#### Exercise goal
Reproduce the entries verbatim, beginning at their first line and continuing through the line containing "[[[10,25],[9,31],[10,31],[10,33],[19,33],[19,26],[18,25]]]", with that line included.

Excerpt from a dataset:
※ ※ ※

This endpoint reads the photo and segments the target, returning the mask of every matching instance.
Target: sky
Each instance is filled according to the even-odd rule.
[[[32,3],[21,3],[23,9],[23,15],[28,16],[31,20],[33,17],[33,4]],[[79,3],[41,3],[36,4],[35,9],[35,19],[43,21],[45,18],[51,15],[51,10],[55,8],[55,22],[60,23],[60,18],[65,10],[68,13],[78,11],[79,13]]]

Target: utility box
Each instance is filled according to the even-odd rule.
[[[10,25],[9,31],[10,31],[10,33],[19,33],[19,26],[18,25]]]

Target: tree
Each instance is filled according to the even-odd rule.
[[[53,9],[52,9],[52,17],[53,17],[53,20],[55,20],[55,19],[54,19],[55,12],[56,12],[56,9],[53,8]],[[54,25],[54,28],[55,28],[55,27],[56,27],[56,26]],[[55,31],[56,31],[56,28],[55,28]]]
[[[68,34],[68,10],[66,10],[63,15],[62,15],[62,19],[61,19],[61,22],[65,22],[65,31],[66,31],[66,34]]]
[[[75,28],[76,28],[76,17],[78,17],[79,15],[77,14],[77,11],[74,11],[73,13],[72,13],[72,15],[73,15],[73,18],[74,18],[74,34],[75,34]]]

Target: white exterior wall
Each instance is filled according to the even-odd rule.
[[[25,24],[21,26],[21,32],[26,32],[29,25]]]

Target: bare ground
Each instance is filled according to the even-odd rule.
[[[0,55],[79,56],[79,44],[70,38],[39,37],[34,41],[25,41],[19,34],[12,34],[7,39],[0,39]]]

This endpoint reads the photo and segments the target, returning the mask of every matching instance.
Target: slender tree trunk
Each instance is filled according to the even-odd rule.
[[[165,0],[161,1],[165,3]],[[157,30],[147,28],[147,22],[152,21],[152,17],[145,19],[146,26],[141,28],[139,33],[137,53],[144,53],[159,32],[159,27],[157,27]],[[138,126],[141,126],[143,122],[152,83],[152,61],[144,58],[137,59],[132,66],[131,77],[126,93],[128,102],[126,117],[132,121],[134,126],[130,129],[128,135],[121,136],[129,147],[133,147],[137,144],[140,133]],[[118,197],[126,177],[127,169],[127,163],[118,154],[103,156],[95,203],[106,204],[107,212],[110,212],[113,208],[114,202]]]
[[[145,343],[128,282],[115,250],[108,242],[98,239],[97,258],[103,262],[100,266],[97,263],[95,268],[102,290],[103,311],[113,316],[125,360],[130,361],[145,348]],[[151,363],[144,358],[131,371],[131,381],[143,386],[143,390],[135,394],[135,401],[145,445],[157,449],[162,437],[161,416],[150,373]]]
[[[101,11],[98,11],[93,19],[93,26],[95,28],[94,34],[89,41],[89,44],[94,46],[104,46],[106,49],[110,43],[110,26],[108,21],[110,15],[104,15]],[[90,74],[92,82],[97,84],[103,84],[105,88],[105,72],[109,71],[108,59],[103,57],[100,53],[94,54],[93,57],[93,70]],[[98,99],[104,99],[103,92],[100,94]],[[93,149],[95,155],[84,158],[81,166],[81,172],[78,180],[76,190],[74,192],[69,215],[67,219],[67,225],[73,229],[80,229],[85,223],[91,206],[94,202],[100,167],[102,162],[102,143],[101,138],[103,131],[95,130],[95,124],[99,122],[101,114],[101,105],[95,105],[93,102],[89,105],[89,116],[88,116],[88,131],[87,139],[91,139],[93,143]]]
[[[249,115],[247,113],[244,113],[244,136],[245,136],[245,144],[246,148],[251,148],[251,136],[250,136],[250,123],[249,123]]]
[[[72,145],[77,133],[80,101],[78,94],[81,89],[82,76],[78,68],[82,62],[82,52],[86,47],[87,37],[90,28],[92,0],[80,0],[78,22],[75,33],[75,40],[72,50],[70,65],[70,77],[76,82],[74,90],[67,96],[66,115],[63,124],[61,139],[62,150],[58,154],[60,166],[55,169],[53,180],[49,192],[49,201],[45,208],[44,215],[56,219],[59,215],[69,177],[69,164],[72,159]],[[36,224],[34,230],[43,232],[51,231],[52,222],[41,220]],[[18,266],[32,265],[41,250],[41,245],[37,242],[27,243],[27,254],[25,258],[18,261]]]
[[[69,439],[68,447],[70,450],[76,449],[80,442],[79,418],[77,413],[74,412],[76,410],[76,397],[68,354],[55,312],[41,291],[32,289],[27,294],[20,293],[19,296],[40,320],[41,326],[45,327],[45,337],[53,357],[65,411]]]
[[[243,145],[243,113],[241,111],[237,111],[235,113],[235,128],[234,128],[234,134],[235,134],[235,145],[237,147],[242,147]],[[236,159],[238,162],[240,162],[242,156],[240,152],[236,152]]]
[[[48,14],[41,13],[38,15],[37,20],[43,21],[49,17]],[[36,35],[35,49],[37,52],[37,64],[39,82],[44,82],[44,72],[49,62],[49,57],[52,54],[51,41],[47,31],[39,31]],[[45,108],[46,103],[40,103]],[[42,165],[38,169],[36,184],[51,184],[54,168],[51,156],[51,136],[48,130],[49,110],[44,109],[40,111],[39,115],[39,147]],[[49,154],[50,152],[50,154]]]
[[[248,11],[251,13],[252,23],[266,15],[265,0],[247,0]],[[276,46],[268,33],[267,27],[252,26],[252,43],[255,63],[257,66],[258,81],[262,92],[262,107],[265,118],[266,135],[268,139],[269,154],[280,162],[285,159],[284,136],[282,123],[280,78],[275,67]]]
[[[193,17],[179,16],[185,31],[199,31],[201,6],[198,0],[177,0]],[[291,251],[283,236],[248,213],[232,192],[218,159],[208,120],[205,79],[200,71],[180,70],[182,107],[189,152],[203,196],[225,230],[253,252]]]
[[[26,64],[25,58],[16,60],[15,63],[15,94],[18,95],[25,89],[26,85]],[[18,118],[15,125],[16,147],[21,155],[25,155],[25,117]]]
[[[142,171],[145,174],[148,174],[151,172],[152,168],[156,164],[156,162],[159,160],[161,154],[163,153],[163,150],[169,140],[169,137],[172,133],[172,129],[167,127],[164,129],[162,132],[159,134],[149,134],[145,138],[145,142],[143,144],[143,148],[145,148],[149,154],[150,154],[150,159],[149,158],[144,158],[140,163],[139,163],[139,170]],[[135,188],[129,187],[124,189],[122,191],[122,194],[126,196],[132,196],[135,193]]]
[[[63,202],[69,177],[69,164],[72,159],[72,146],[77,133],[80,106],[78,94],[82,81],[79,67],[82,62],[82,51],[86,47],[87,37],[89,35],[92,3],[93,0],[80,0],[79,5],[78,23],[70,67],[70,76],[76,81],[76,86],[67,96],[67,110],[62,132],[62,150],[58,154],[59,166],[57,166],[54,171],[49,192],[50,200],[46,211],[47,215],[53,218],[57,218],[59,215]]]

※ ※ ※

#### Worked solution
This endpoint reads the photo and segments the target, returning the mask of every matching instance.
Target: sky
Each instance is filled according to the even-odd rule.
[[[32,3],[21,3],[23,9],[23,15],[28,16],[31,20],[33,17],[33,4]],[[79,3],[41,3],[36,4],[35,9],[35,19],[43,21],[45,18],[51,15],[51,10],[55,8],[55,22],[60,23],[60,18],[65,10],[68,13],[78,11],[79,13]]]

Target: utility box
Each instance is filled according to the even-odd rule.
[[[10,25],[9,31],[10,31],[10,33],[19,33],[19,26],[18,25]]]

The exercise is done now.